GOAL
Set out every one of the records below as a numbered list, with no blank lines.

━━━

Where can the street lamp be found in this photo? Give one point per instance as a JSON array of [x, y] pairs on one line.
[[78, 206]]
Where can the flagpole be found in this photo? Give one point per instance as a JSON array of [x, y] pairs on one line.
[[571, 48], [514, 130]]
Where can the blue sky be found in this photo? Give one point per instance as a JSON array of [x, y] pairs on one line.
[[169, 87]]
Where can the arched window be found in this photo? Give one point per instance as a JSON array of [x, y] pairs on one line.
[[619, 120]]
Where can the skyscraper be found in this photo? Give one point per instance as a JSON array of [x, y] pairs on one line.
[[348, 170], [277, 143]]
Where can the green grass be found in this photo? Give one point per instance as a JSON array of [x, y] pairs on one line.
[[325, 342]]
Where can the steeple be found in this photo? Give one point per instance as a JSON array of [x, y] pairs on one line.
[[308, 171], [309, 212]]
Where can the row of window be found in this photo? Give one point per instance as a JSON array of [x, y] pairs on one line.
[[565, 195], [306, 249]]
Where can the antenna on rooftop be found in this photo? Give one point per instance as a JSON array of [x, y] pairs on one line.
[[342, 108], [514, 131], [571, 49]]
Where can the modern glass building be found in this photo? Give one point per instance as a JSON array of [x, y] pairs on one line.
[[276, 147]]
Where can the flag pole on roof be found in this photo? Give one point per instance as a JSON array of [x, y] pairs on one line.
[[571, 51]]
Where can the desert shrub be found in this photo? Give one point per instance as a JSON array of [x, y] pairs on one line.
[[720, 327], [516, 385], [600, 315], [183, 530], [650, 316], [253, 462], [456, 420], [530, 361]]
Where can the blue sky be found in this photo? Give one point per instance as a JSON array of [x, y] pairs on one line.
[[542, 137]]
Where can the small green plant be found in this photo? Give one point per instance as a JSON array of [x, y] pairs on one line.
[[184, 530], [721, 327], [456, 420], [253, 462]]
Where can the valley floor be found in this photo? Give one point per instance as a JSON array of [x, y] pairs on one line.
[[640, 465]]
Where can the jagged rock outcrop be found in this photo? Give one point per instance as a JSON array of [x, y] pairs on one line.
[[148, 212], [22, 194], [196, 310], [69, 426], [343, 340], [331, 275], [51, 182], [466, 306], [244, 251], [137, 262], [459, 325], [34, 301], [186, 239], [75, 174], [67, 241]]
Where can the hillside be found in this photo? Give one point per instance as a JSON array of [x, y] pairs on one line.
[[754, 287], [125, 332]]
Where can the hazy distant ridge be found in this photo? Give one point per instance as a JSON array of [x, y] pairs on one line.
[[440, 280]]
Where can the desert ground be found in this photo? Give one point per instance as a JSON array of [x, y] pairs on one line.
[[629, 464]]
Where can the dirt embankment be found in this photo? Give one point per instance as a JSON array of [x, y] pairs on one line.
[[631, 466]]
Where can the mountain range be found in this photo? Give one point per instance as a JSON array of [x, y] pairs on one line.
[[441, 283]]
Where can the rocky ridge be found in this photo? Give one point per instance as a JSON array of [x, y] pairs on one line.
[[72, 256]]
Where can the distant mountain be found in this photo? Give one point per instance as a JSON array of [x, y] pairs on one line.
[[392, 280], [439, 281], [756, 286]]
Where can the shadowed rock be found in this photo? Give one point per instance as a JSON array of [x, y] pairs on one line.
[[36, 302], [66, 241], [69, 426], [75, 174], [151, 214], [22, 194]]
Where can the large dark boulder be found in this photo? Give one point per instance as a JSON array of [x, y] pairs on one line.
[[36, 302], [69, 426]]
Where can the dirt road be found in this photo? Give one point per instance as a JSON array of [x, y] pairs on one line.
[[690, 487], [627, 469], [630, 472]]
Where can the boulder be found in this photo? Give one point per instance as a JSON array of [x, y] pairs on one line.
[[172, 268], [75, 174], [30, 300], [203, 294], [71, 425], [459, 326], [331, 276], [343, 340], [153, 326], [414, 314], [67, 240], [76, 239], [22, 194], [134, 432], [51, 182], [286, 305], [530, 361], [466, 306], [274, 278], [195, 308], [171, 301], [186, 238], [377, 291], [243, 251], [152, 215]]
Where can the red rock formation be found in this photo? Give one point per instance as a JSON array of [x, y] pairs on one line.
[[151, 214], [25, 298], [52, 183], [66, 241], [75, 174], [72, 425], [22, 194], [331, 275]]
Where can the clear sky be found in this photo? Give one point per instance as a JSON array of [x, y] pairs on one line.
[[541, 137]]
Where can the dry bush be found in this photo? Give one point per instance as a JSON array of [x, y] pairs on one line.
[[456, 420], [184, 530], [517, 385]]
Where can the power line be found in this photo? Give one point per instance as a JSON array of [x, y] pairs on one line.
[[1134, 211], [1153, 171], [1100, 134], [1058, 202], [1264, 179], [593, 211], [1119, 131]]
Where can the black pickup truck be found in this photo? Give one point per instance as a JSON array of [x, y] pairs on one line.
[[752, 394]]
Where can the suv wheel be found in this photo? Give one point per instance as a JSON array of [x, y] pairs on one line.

━━━

WRITTEN ANSWER
1. Where can the street lamp be found in this photo? Give one point per instance as a JSON array of [x, y] pairs on one line.
2. [[78, 206]]
3. Where can the flagpole be found in this photo? Give one point per instance as a JSON array of [x, y] pairs on one line.
4. [[571, 48], [514, 130]]
5. Where can the blue sky be found in this photo? Give one point per instance as a JSON array of [x, y] pairs on one line.
6. [[169, 87]]
7. Where can the arched window be found in this photo? Give one point per instance as a JSON array of [x, y] pairs on one line.
8. [[619, 120]]
9. Where can the skyscraper be found in this photo? Give one point per instance as a JSON array of [x, y] pairs on one line.
10. [[348, 170], [277, 143]]
11. Where can the green grass be found in this photo? Give one point per instance as a JSON array of [x, y] pairs on one line.
12. [[325, 342]]
13. Where can the steeple be found in this photo? Give one point per instance as a JSON array of [x, y] pairs on one line.
14. [[308, 171], [309, 212]]
15. Where can the row of window be found in this photo? Give one point per instance as a JSON array of [x, y] pairs on one line.
16. [[565, 195], [306, 249]]
17. Where can the antenna on rooftop be found in this photo? Give one point per instance as a JSON array of [x, y] pairs on one line.
18. [[342, 108], [514, 131], [571, 49]]
19. Where can the modern glass building be found in this photo? Give one point per instance as a JSON array of [x, y] pairs on one line.
20. [[276, 147]]
21. Where can the flag pole on roof be found in this photo? Give one point per instance as a JSON array of [x, y] pairs on one line.
22. [[571, 51]]
23. Where can the desert shrub be found in this photo? Give one point per instance as a JSON array of [x, y] pairs on one line.
24. [[720, 327], [516, 385], [600, 315], [183, 530], [650, 316], [253, 462], [456, 420], [530, 361]]
25. Where can the blue sky be found in this photo? Give one point per instance as a JSON array of [x, y] pairs on one line.
26. [[542, 137]]
27. Where can the small green plant be found in this photo? Give one point per instance as a JSON array of [x, y] pairs on one line.
28. [[184, 530], [721, 327], [456, 420], [253, 462]]
29. Where can the valley floor be found in this photo? Give one point per instance as a JSON array of [x, y] pairs on one line.
30. [[640, 465]]
31. Where can the jagged rock outcrop be found in this photo? Give one point per instance as a JSON array of [x, y] pairs on one line.
32. [[148, 212], [22, 194], [196, 310], [69, 426], [343, 340], [331, 275], [51, 182], [466, 306], [244, 251], [137, 262], [459, 325], [34, 301], [186, 239], [75, 174], [67, 241]]
33. Where can the hillside be found in this photo? Give one point per instance as a JSON array of [x, y] pairs on one line.
34. [[754, 287], [125, 332]]
35. Where can the hazy distant ridge be found in this photo? Give one point per instance as a JSON array of [x, y] pairs on one line.
36. [[440, 280]]
37. Where can the desert ground be found in this photo? Give one point per instance as a JSON array of [x, y] pairs on one line.
38. [[629, 464]]
39. Where can the dirt embankment be found in this photo? Give one point per instance as a JSON array of [x, y] pairs on one line.
40. [[631, 466]]
41. Where can the mountain range be found in this photo? Give one point per instance as a JSON array of [x, y] pairs on one line.
42. [[441, 283]]
43. Where can the rocky ridge be found in this photo? Give one point per instance as a JSON array of [x, y] pairs on one line.
44. [[72, 256]]
45. Where can the distant mountain be found in this photo? Give one point per instance as a JSON array of [x, y] pairs on one line.
46. [[392, 280], [439, 281], [756, 286]]
47. Where can the shadowed rock be found in this photo? Give one point per instance as a JSON array of [x, y] pairs on one line.
48. [[36, 302], [66, 241], [69, 426], [75, 174], [151, 214], [22, 194]]
49. Where can the large dark boulder be found in this photo? Give one point per instance as a JSON array of [x, y] pairs on one line.
50. [[36, 302], [69, 426]]
51. Where can the dirt road be found in this photo? Give one point per instance as a JSON array of [x, y] pairs on one line.
52. [[690, 487], [627, 469], [630, 472]]
53. Where can the boulder be found in this photo? Give one point per instance as a JSON array of [x, y] pairs on one line.
54. [[172, 268], [75, 174], [30, 300], [203, 294], [71, 425], [459, 326], [331, 276], [343, 340], [153, 326], [414, 314], [67, 240], [76, 239], [22, 194], [134, 432], [51, 182], [286, 305], [530, 361], [466, 306], [274, 278], [195, 308], [171, 301], [186, 238], [377, 291], [243, 251], [152, 215]]
55. Where can the red rock formation be found in this photo? Give one point per instance as a JSON array of [x, y] pairs on one line.
56. [[151, 214], [25, 298], [52, 183], [66, 241], [75, 174], [72, 425], [22, 194], [331, 275]]
57. Where can the clear sky be found in this photo? Give one point per instance as a JSON array of [x, y] pairs on one line.
58. [[541, 137]]
59. Where can the dry bush be found in this photo? Give one point per instance as a JSON array of [x, y] pairs on one line.
60. [[456, 420], [184, 530], [517, 385]]
61. Where can the power line be found in this photo? Give one point per instance as a JSON array of [x, y] pairs on one line.
62. [[1134, 211], [1153, 171], [1100, 134], [1058, 202], [1264, 179], [593, 211], [1119, 131]]
63. Where can the black pickup truck be found in this photo? Give one point per instance as a JSON array of [x, y] pairs on one line.
64. [[752, 394]]
65. Where can the suv wheel be found in this photo? Give one point per instance as a JSON array of [x, y] pairs on one line.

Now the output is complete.